Whenever a line of the entries below holds the string "photo", copy that line and return it.

::::::::::

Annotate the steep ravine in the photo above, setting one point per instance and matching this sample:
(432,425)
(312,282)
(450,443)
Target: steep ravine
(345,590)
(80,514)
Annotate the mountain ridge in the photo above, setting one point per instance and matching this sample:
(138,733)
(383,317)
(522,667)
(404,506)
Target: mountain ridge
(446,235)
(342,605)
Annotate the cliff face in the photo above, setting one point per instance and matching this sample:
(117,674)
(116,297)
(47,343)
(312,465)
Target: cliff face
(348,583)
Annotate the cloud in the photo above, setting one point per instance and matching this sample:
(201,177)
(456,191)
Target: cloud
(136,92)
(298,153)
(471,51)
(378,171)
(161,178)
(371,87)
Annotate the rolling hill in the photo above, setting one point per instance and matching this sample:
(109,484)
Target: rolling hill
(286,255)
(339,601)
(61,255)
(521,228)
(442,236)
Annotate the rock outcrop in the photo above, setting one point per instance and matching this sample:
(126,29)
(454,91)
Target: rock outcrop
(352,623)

::::::::::

FINISHED TASK:
Annotate the steep ravine in the photo above, setting one point per instance and matching this sample:
Annotate the mountain ridge in the photo above, setting one point per instance and matching this sample:
Annotate the cliff face in the photo above, setting one point per instance and matching this sample:
Annotate the cloud in the photo above, setting one point per instance and matching this sample:
Annotate the rolling hill in the photo above, setting one point per instance and matching this sample:
Annotate the rock outcrop in the photo above, setting one point per instance and matching this sample:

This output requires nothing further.